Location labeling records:
______________________________
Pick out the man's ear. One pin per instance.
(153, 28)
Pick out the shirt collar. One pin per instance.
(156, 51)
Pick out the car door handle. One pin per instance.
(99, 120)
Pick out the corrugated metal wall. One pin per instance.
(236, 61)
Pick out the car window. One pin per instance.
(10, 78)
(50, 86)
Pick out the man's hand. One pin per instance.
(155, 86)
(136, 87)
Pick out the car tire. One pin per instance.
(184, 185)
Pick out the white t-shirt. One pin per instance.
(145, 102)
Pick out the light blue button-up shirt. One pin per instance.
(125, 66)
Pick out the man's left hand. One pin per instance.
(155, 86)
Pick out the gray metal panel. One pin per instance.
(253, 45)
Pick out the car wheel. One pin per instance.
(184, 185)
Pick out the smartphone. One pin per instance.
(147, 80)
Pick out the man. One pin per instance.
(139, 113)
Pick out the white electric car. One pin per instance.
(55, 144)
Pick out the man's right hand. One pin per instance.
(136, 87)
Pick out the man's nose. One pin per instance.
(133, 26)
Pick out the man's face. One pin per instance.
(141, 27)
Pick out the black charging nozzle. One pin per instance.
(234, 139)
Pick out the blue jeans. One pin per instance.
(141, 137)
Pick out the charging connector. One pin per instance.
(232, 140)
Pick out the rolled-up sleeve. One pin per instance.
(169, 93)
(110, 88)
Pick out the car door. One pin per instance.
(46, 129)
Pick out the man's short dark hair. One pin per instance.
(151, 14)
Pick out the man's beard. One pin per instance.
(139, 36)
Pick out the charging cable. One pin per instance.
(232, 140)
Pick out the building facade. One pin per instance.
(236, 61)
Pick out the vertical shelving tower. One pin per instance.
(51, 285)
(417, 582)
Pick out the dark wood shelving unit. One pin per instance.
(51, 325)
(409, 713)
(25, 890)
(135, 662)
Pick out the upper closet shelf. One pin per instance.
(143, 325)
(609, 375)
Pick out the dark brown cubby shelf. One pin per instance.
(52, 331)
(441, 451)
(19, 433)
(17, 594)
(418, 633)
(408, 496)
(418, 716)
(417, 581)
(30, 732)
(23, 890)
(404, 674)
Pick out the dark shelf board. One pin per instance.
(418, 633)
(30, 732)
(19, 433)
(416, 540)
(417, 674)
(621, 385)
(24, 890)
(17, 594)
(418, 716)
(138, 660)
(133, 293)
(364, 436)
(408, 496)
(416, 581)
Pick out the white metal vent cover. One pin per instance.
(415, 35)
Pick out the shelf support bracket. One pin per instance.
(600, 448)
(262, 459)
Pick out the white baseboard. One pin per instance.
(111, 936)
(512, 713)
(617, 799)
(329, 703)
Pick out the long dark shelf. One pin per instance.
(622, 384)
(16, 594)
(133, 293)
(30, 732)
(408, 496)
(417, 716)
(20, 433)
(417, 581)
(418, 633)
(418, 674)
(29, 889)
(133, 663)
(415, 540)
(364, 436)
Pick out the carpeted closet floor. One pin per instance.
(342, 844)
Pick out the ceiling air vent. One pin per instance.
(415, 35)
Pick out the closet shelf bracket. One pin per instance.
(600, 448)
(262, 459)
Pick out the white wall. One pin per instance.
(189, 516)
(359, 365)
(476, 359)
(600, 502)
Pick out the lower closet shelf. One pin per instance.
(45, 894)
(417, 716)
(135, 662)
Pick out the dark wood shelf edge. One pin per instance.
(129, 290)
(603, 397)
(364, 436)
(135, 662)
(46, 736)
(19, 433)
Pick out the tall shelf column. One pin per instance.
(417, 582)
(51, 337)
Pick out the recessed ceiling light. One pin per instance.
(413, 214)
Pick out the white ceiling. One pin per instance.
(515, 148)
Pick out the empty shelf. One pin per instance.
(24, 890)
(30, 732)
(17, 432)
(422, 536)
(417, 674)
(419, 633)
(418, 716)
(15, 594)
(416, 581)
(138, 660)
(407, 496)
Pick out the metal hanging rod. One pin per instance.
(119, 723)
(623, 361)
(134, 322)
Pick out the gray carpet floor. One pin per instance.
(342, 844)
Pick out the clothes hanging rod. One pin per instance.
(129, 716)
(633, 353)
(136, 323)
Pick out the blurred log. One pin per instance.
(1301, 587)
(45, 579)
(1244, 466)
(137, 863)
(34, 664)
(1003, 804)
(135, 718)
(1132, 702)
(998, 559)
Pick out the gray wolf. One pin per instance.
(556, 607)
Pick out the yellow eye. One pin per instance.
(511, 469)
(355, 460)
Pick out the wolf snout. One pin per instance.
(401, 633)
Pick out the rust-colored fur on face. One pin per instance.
______________________________
Problem requirements
Arrange every line of the data above as a numbered list, leaving out any blank lines.

Output for this exercise
1. Pick out the man's ear. One pin per instance.
2. (153, 28)
3. Pick out the shirt collar. One pin per instance.
4. (156, 51)
5. Pick out the car door handle. One pin per instance.
6. (99, 120)
7. Pick out the corrugated metal wall. One pin per instance.
8. (236, 61)
9. Pick out the car window. One pin per instance.
10. (10, 78)
11. (50, 86)
12. Pick out the man's hand. One pin per instance.
13. (155, 86)
14. (136, 87)
15. Pick out the car tire. One pin per instance.
16. (184, 185)
17. Pick out the white t-shirt. One pin per instance.
18. (145, 102)
19. Pick out the light blue button-up shirt. One pin per instance.
20. (125, 66)
21. Pick out the man's left hand. One pin per instance.
22. (155, 86)
23. Pick out the gray metal panel. One pin per instance.
24. (253, 45)
25. Pick out the car wheel. One pin per instance.
26. (184, 185)
27. Pick out the smartphone. One pin per instance.
28. (147, 80)
29. Pick out the man. One pin per instance.
30. (139, 113)
31. Pick out the white electric car. One pin per instance.
32. (55, 144)
33. Pick out the man's right hand. One pin per instance.
34. (136, 87)
35. Pick out the man's nose. One pin per instance.
36. (133, 26)
37. Pick out the man's face. One pin per instance.
38. (141, 27)
39. Pick out the black charging nozzle. One pin per instance.
40. (234, 139)
41. Pick out the blue jeans. One pin per instance.
42. (141, 137)
43. Pick out the charging connector. One pin per instance.
44. (232, 140)
45. Pick out the rolled-up sleeve. One pin per instance.
46. (169, 93)
47. (110, 88)
48. Pick out the car door. One pin per instance.
49. (46, 129)
50. Pick out the man's short dark hair. One pin per instance.
51. (151, 14)
52. Pick out the man's beard. One pin per instance.
53. (139, 36)
54. Pick out the charging cable. One pin per instance.
55. (232, 140)
56. Pick out the building facade. One pin per instance.
57. (236, 61)
58. Pick out the vertical shelving tower. One pin per instance.
59. (51, 285)
60. (417, 582)
61. Pick out the dark wood shelving unit. One pin per instance.
62. (51, 325)
63. (409, 713)
64. (25, 890)
65. (135, 662)
66. Pick out the upper closet shelf. One pin per instance.
67. (143, 325)
68. (609, 375)
69. Pick out the dark brown cubby shelf. One pin per instance.
70. (52, 331)
71. (441, 451)
72. (19, 433)
73. (17, 594)
74. (418, 633)
75. (408, 496)
76. (418, 716)
77. (417, 581)
78. (30, 732)
79. (23, 890)
80. (404, 674)
81. Pick out the dark shelf board. One pin per instance.
82. (418, 633)
83. (30, 732)
84. (19, 433)
85. (416, 540)
86. (417, 674)
87. (621, 385)
88. (24, 890)
89. (17, 594)
90. (418, 716)
91. (138, 660)
92. (133, 293)
93. (364, 436)
94. (408, 496)
95. (416, 581)
96. Pick out the white metal vent cover. One pin per instance.
97. (415, 35)
98. Pick out the shelf support bracket. One pin per instance.
99. (600, 448)
100. (262, 459)
101. Pick out the white baseboard. One pin per instance.
102. (111, 936)
103. (512, 713)
104. (617, 799)
105. (329, 703)
106. Pick out the long dark shelf. One pin per instance.
107. (622, 384)
108. (16, 594)
109. (133, 293)
110. (30, 732)
111. (408, 496)
112. (417, 716)
113. (20, 433)
114. (417, 581)
115. (418, 633)
116. (418, 674)
117. (29, 889)
118. (133, 663)
119. (415, 540)
120. (364, 436)
121. Pick out the carpeted closet floor. One pin per instance.
122. (342, 844)
123. Pick out the ceiling air vent. One pin per instance.
124. (415, 35)
125. Pick out the closet shelf bracket. One pin per instance.
126. (600, 448)
127. (262, 459)
128. Pick out the white wall. One pin per instance.
129. (189, 516)
130. (359, 365)
131. (476, 359)
132. (600, 502)
133. Pick out the lower closet shelf. One pin per instance.
134. (45, 894)
135. (417, 716)
136. (135, 662)
137. Pick out the dark wood shelf edge. One pin per instance.
138. (129, 290)
139. (603, 397)
140. (364, 436)
141. (135, 662)
142. (46, 736)
143. (19, 433)
144. Pick out the tall shelf column. One pin per instance.
145. (417, 582)
146. (51, 337)
147. Pick out the recessed ceiling light. One pin per instance.
148. (413, 214)
149. Pick out the white ceiling. One pin per instance.
150. (515, 148)
151. Pick out the empty shelf. One pin per instance.
152. (24, 890)
153. (30, 732)
154. (17, 432)
155. (422, 536)
156. (417, 674)
157. (419, 633)
158. (418, 716)
159. (15, 594)
160. (416, 581)
161. (138, 660)
162. (407, 496)
163. Pick out the metal hanging rod. One pin per instance.
164. (119, 723)
165. (623, 361)
166. (134, 322)
167. Pick out the gray carpet floor. One pin per instance.
168. (342, 844)
169. Pick out the clothes hanging rod. One pin per instance.
170. (129, 716)
171. (633, 353)
172. (136, 323)
173. Pick out the blurred log. One pin per instance.
174. (1301, 587)
175. (45, 579)
176. (1244, 466)
177. (137, 863)
178. (34, 664)
179. (1003, 804)
180. (135, 718)
181. (1132, 702)
182. (998, 559)
183. Pick out the gray wolf. One pin per instance.
184. (556, 607)
185. Pick out the yellow eye. One pin per instance.
186. (511, 469)
187. (355, 460)
188. Pick out the wolf snout. One pin per instance.
189. (401, 633)
190. Pick out the rust-colored fur on face. One pin per instance.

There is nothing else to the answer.